=== Passage ===
Stefan already gave an example, but to explain slightly further --

There's nothing "magical" about monadic actions. It's just another
function call.

In the case of QuickCheck, Gen is a reader monad with a "broken" >>=
that changes the state of the generator passed to each side:

> newtype Gen a = Gen (Int -> StdGen -> a)
> generate n g (Gen f) = f n g
>
> return x = Gen (\_ _ -> x)
> m >>= f = Gen mbindf where
> mbindf n g = b where
> (g1,g2) = split g
> a = generate n g1 m
> b = generate n g2 (f a)

Now, to see how this generates data for an infinite list, just consider
> sequence [arbitrary, ...
which we can represent as
> sequence (arbitrary:undefined)

Recall the definition of sequence:

> sequence [] = return []
> sequence (a:as) = do
> x <- a
> xs <- sequence as
> return (x:xs)
===
## Task list
(a) Restate the paragraph beginning "In the case of QuickCheck" from the post on QuickCheck's Gen monad as a short bulleted list that keeps its main facts.
(b) Continue the post on QuickCheck's Gen monad, starting right after the definition of sequence.
The material has no connection to the post on QuickCheck's Gen monad.
=== Provided data ===
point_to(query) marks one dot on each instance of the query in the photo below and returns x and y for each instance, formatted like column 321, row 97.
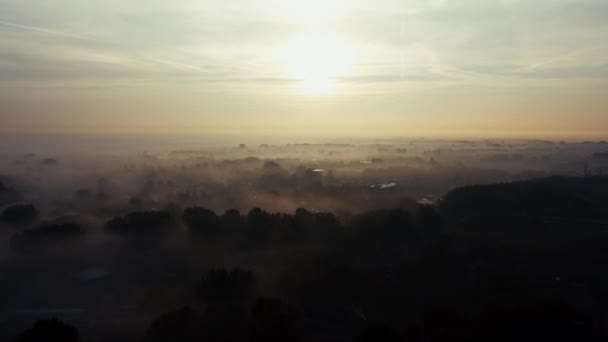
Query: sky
column 318, row 67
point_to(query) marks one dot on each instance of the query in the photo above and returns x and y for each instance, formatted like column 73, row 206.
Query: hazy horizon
column 500, row 68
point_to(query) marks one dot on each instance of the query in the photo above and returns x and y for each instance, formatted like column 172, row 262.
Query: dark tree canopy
column 141, row 222
column 202, row 221
column 20, row 214
column 223, row 284
column 46, row 234
column 51, row 330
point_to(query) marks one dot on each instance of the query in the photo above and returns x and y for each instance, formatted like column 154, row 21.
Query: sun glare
column 317, row 60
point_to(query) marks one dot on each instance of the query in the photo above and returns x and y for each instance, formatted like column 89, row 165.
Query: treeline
column 433, row 274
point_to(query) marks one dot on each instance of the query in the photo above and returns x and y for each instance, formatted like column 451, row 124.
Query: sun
column 317, row 60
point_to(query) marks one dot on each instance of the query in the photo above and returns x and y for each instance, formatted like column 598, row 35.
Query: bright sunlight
column 318, row 60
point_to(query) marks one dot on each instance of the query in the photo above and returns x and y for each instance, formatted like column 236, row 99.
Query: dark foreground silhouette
column 521, row 261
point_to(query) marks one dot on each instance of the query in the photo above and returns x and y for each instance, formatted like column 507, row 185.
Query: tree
column 51, row 330
column 20, row 214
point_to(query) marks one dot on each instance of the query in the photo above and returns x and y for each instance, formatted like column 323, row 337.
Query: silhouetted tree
column 202, row 221
column 20, row 214
column 379, row 334
column 182, row 325
column 273, row 320
column 51, row 330
column 222, row 284
column 141, row 222
column 46, row 233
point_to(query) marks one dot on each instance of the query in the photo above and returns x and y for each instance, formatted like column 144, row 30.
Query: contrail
column 563, row 57
column 45, row 30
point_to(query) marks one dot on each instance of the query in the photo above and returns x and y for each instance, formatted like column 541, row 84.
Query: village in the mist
column 110, row 235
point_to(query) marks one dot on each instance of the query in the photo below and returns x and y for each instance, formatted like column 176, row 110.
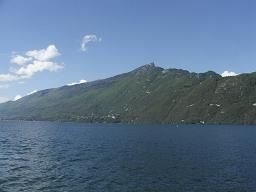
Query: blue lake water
column 59, row 157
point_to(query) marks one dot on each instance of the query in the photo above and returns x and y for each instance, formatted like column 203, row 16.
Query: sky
column 51, row 43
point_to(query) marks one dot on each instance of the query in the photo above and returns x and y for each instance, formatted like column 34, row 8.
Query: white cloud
column 31, row 63
column 87, row 39
column 37, row 66
column 17, row 97
column 8, row 77
column 4, row 99
column 44, row 54
column 76, row 83
column 20, row 60
column 32, row 92
column 5, row 86
column 229, row 74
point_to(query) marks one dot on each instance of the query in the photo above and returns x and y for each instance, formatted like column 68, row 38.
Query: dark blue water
column 43, row 156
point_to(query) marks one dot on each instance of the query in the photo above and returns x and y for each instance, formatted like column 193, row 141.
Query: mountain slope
column 148, row 94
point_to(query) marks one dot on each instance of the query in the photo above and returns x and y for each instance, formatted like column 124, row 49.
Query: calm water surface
column 59, row 157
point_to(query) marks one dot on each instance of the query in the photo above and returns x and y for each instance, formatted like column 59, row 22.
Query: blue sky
column 197, row 35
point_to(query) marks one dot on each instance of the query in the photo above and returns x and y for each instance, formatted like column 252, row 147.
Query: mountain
column 148, row 94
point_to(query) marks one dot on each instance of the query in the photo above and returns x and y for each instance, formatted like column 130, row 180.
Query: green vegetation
column 148, row 94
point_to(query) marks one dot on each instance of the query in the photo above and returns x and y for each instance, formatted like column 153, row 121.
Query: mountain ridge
column 148, row 94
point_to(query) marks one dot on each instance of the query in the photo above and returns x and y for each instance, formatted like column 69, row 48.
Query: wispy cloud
column 88, row 39
column 4, row 99
column 32, row 62
column 229, row 74
column 76, row 83
column 17, row 97
column 32, row 92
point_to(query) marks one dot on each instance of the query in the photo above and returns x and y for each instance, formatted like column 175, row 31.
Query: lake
column 63, row 157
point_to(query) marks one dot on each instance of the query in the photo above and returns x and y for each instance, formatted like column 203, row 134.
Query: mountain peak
column 147, row 67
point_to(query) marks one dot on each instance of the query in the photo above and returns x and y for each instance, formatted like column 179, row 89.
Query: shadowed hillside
column 148, row 94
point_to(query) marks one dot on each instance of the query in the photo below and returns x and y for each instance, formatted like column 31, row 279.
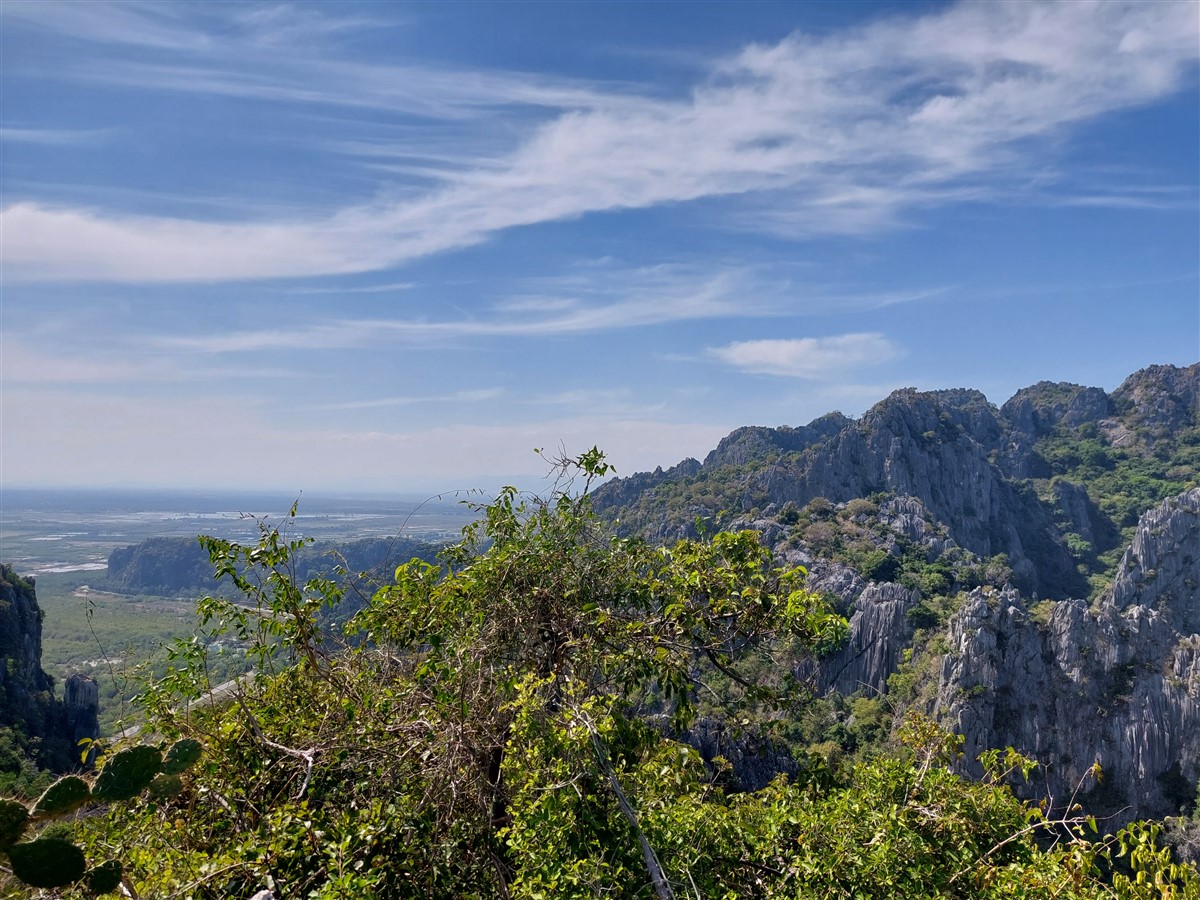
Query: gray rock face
===
## Answers given
(a)
- In QuickCheck, Gen is a reader monad.
- Its >>= is "broken."
- That >>= changes the state of the generator passed to each side.

(b)
If we are ever required to evaluate the rest of the list, we'll get
undefined and computation will fail. The goal is to get something out
of the computation without needing to do so; if that works, then it
will work for (arbitrary:arbitrary:undefined) and so on up to an
infinite list of actions. Let's try it!

generate 42 g $ sequence (aribtrary : undefined)

= generate 42 sg $ do
x <- arbitrary
xs <- sequence undefined
return (x:xs)

= generate 42 sg (
arbitrary >>= \x -> sequence undefined >>= \xs -> return (x:xs)
)

= let
m = arbitrary
f = \x -> sequence undefined >>= \xs -> return (x:xs)
mbindf n g = b where
(g1,g2) = split g
a = generate n g m
b = generate n g (f a)
in
generate 42 sg (Gen mbindf)

= let ... in mbindf 42 sg

= let
m = arbitrary
f = \x -> sequence undefined >>= \xs -> return (x:xs)
n = 42
g = sg
(g1,g2) = split g
a = generate n g1 m
b = generate n g2 (f a)
in b

= let ... in generate n g2 (f a)
= let ... in generate n g2 (sequence undefined >>= \xs -> return (a:xs)

= let
m = arbitrary
n = 42
g = sg
(g1,g2) = split g
a = generate n g1 m

m1 = sequence undefined
f = \xs -> return (a:xs)
mbindf n1 g3 = b where
(g4,g5) = split g3
a1 = generate n1 g4 m1
b = generate n1 g5 (f a1)
in generate n g2 (Gen mbindf)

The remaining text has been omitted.